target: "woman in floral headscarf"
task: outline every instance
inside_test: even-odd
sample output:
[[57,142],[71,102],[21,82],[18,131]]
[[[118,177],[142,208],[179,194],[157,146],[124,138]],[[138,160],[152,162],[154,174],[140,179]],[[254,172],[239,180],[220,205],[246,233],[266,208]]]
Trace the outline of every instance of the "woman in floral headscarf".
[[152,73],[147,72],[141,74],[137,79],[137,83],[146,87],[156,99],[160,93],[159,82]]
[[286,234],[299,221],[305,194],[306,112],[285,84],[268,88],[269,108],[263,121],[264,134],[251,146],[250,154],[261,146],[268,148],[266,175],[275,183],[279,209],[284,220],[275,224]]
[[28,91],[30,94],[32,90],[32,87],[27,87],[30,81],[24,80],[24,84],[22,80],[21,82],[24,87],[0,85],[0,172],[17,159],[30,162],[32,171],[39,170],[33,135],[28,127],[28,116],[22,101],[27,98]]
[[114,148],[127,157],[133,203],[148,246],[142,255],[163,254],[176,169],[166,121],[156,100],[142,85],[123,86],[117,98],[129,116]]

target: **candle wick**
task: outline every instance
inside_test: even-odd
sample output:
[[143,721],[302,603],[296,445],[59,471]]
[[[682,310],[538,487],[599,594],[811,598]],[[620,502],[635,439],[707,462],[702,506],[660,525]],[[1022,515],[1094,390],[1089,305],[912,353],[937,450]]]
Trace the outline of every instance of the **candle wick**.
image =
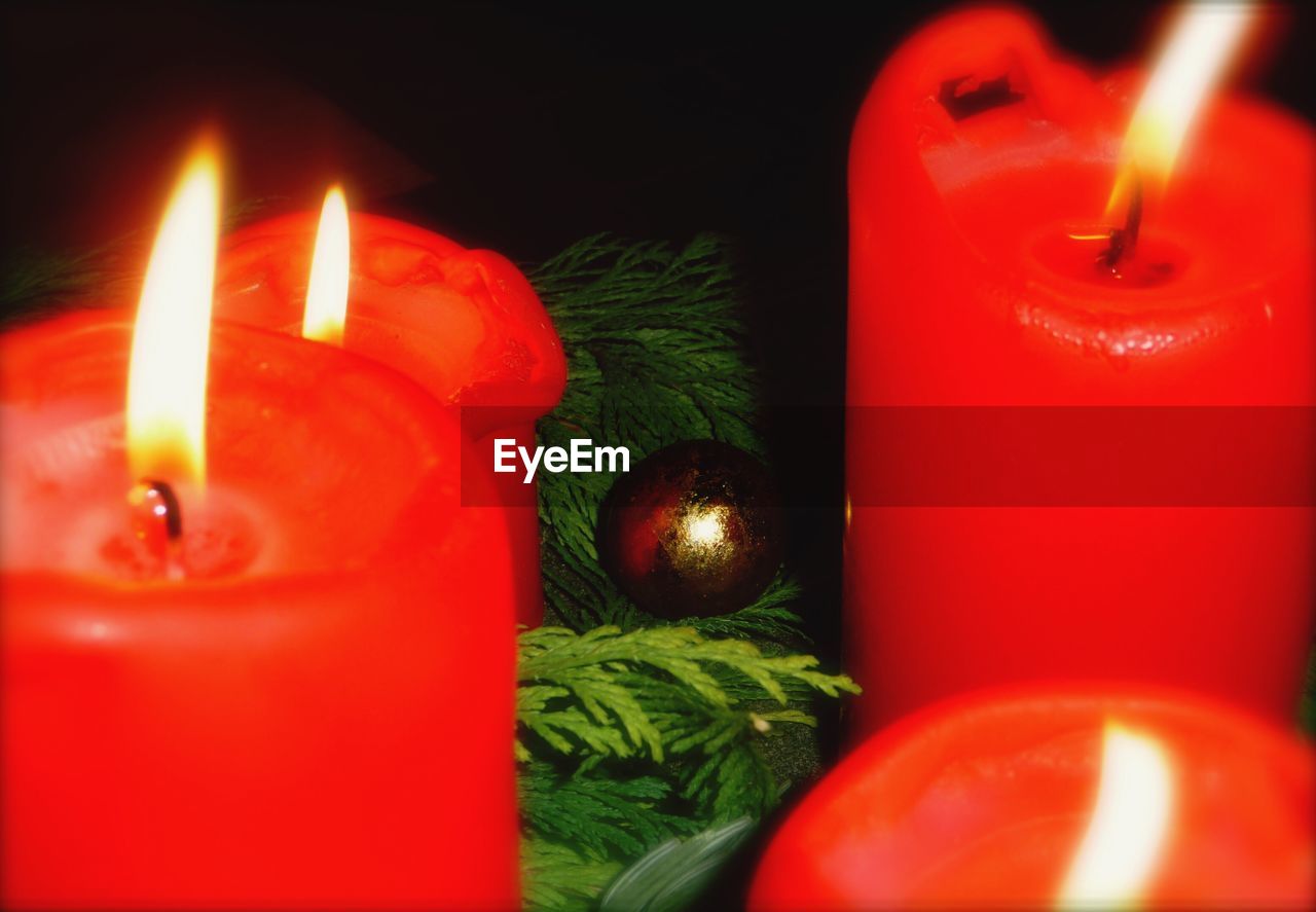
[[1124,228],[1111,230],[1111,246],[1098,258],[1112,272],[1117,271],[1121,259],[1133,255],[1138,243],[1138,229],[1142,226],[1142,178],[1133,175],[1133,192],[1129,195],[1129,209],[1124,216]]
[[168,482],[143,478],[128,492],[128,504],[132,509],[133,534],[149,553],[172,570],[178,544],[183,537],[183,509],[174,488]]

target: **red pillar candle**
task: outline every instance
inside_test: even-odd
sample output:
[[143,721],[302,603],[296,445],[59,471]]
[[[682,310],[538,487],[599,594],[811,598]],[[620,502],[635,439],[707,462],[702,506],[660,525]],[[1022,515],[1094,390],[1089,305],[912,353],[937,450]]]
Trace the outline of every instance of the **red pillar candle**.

++++++++++++++++++++

▸ Stated problem: Reproduce all three items above verbatim, leaving out the picture.

▸ Result for this exercise:
target: "woman in floral headscarf"
task: outline every instance
inside_test: even-odd
sample output:
[[57,142],[71,102],[21,82],[18,131]]
[[[118,177],[142,208],[179,194],[157,146],[124,138]],[[138,160],[152,162],[154,174],[140,179]],[[254,172],[239,180],[220,205],[246,233],[266,208]]]
Trace the outline of every instance of the "woman in floral headscarf".
[[152,73],[147,72],[141,74],[137,79],[137,83],[146,87],[156,99],[160,93],[159,82]]
[[286,234],[299,221],[305,194],[306,112],[285,84],[268,88],[269,108],[263,121],[264,134],[251,146],[250,154],[261,146],[268,148],[266,175],[275,183],[279,209],[284,220],[275,224]]
[[28,91],[30,94],[32,90],[32,87],[27,87],[30,81],[24,80],[24,84],[22,80],[21,82],[24,87],[0,85],[0,172],[17,159],[30,162],[32,171],[39,170],[33,135],[28,127],[28,116],[22,101],[27,98]]
[[114,148],[127,157],[133,203],[148,246],[142,255],[163,254],[176,169],[166,121],[156,100],[142,85],[123,86],[117,98],[129,116]]

target: **candle wick**
task: outline every instance
inside_test: even-odd
sample output:
[[143,721],[302,603],[296,445],[59,471]]
[[[682,310],[538,487],[599,594],[811,598]],[[620,502],[635,439],[707,462],[702,506],[660,525]],[[1022,515],[1094,390],[1089,305],[912,353],[937,450]]]
Trace the outline of every instance of the **candle wick**.
image =
[[1124,228],[1111,230],[1111,246],[1098,258],[1112,272],[1117,271],[1121,259],[1133,255],[1138,243],[1138,229],[1142,226],[1142,178],[1133,175],[1133,192],[1129,195],[1129,209],[1124,216]]
[[168,482],[143,478],[128,492],[128,504],[132,509],[133,534],[149,553],[172,570],[178,544],[183,537],[183,509],[174,488]]

target: **red pillar candle**
task: outline every instance
inside_test: even-odd
sample output:
[[143,721],[302,603],[296,445],[59,471]]
[[[682,310],[538,487],[599,594],[811,598]],[[620,502],[635,439],[707,462],[702,506],[660,525]],[[1022,515],[1094,390],[1089,305],[912,353],[937,450]]]
Trace the outline of every instance of the **red pillar candle**.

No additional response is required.